- [SELECTED PASSAGE]
Georgia is home to a wide variety of agriculture, including Dairy. With 268 dairy farms producing over 1.34 billion pounds of milk and almost $300 million in gate values annually, dairy is Georgia’s 8th largest agricultural
commodity. The top Georgia counties for dairy production include Macon, Burke, Brooks, Sumter, Putnam, Morgan, Mitchell and Lee – each of which typically produce $10 million or more annually. In fact, Georgia has been an
important commercial dairy producer since the 1930s.
With this established history, let’s look at two industry developments currently impacting risk and insurance for the dairy industry in Georgia:
- RAW Milk Sales in Georgia. The recently enacted ‘Raw Dairy Act’ will allow Georgia dairies to sell raw milk product for human consumption on or after July 1, 2023. Dairies participating must obtain
a license that show their products follow food safety regulations and are produced and labeled ‘Grade A’. Previously raw dairy products were only allowed for animal/pet consumption. This new law could invigorate
the commercial success of smaller dairies which have been impacted by the increasing costs related to competing commercially against larger farms. Of note from a risk management perspective is the potential risk of contamination with
unpasteurized milk products and potential litigation that could result. Should be interesting to observe!

- [EXERCISE INPUTS]
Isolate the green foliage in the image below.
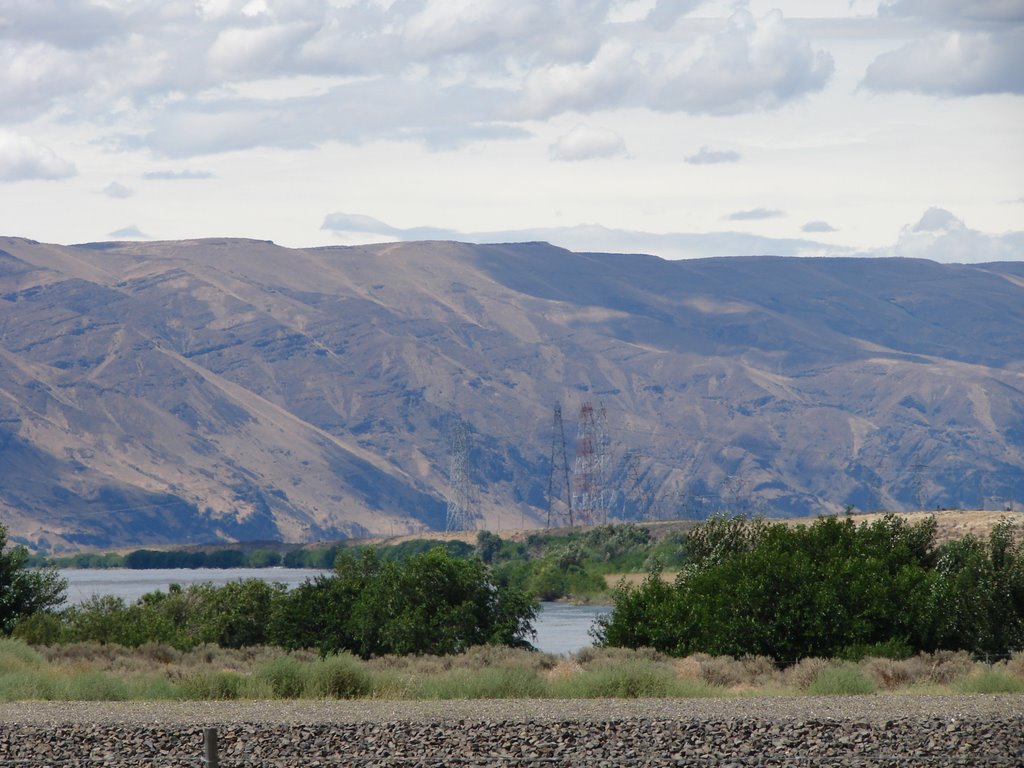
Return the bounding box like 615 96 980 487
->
0 524 68 635
596 515 1024 663
59 579 286 649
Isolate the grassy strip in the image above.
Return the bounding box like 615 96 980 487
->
0 639 1024 701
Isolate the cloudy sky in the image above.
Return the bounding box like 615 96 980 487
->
0 0 1024 261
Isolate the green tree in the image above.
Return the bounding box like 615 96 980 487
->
596 515 1024 662
271 548 537 657
0 524 68 635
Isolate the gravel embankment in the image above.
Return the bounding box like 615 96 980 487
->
0 695 1024 768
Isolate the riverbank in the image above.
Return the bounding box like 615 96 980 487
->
0 694 1024 768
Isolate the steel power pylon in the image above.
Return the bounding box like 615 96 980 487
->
548 406 573 528
444 420 479 530
572 402 611 525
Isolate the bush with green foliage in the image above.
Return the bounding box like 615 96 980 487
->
271 548 537 657
0 524 68 635
595 515 1024 663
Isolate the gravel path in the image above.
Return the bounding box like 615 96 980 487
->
0 694 1024 768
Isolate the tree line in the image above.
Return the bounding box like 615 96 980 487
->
10 548 538 657
593 515 1024 663
0 516 1024 664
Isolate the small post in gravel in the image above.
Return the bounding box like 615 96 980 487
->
203 728 220 768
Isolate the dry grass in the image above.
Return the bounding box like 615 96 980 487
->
0 640 1024 699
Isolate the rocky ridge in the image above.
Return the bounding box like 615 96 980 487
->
0 238 1024 550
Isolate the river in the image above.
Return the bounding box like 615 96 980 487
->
60 568 609 654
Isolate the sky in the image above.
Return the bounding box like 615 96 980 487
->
0 0 1024 262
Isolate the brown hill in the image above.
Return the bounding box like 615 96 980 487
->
0 239 1024 549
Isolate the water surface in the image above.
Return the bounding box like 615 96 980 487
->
60 567 610 654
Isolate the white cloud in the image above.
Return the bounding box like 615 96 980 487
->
725 208 785 221
0 131 78 181
110 224 150 240
651 10 835 115
142 170 213 181
864 28 1024 96
322 212 853 259
522 40 644 118
549 125 626 161
879 0 1024 23
686 146 739 165
800 221 839 232
882 208 1024 264
103 181 135 200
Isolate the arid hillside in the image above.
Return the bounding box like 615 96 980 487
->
0 238 1024 550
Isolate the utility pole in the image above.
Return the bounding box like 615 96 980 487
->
572 402 610 525
547 403 574 528
910 464 929 512
444 419 479 531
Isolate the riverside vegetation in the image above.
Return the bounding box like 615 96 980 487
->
0 516 1024 698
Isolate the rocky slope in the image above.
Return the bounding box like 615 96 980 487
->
0 238 1024 549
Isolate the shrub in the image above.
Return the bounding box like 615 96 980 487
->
129 675 185 701
11 611 61 645
305 653 373 698
0 637 44 675
181 670 244 701
254 656 306 698
782 656 830 690
54 670 130 701
690 654 778 687
416 667 547 699
0 668 54 701
807 664 877 696
953 667 1024 693
860 657 918 689
552 658 713 698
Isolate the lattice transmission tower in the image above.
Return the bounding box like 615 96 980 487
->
548 406 573 528
572 402 611 525
444 420 480 530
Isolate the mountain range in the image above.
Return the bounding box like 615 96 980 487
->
0 238 1024 552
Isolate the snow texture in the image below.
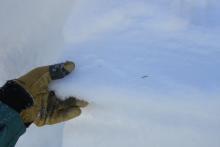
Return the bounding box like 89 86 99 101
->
0 0 220 147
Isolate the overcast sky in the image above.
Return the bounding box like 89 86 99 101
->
0 0 220 147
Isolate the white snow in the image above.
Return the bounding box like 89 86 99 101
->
0 0 220 147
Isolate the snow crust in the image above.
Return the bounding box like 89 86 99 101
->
0 0 220 147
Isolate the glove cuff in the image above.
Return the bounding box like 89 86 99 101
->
0 80 34 113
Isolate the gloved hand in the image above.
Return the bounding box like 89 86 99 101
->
34 91 88 126
16 61 88 126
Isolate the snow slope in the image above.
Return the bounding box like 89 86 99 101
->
0 0 220 147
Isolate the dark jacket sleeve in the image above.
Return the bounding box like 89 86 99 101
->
0 101 26 147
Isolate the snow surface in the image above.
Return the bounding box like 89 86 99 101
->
0 0 220 147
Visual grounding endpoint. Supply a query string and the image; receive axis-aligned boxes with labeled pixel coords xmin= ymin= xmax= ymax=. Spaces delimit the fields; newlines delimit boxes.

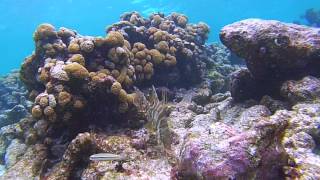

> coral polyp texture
xmin=21 ymin=12 xmax=209 ymax=134
xmin=220 ymin=19 xmax=320 ymax=102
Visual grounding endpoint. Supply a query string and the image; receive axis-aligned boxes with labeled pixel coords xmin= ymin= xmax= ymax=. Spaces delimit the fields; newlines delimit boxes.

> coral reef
xmin=0 ymin=70 xmax=32 ymax=127
xmin=0 ymin=12 xmax=320 ymax=180
xmin=220 ymin=19 xmax=320 ymax=100
xmin=20 ymin=12 xmax=209 ymax=140
xmin=301 ymin=8 xmax=320 ymax=27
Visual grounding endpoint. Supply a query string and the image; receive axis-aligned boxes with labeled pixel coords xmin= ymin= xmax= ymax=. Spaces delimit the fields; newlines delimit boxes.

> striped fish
xmin=90 ymin=153 xmax=127 ymax=161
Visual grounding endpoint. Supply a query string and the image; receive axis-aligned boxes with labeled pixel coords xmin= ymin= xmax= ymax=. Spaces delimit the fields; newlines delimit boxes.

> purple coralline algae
xmin=0 ymin=12 xmax=320 ymax=180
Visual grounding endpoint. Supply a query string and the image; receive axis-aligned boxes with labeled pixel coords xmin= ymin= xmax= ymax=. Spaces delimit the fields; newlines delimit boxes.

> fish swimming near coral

- [WHAT YOU NEED TO DO]
- A) Locate each line in the records containing the string "below" and copy those lines.
- B) Continue the Georgia dairy text after its final sentence.
The records are unrelated to the Georgia dairy text.

- [WRITTEN RESPONSES]
- A)
Isolate the green foliage in the image below.
Isolate the snow texture in the image below.

- B)
- Robotic Milking in Georgia. With several manufacturers offering equipment in the USA, Georgia is seeing the implementation of this equipment. These devices allow the cow to essentially milk itself by being milked
when it wants to be! AN RFID device identifies the cow entering the milking machine, and the machine then isolates, sanitizes, connects, collects and then cleans the animal to complete the milking process - all without human intervention. While a
big investment, robotic milking is looking to be a “keeper” technology and should prove instrumental in an industry where the shortage of skilled labor is already an issue. From a risk management perspective, the use of
robotic devices will allow for greater data, analysis and control of production. That said, the cost of these devices is a concern and the impact on yield is still to be proven. An exciting advancement, nonetheless.
We’re here to help and are proud to insure Georgia’s dairy farmers. Talk with your local agent about
our farm insurance coverage today.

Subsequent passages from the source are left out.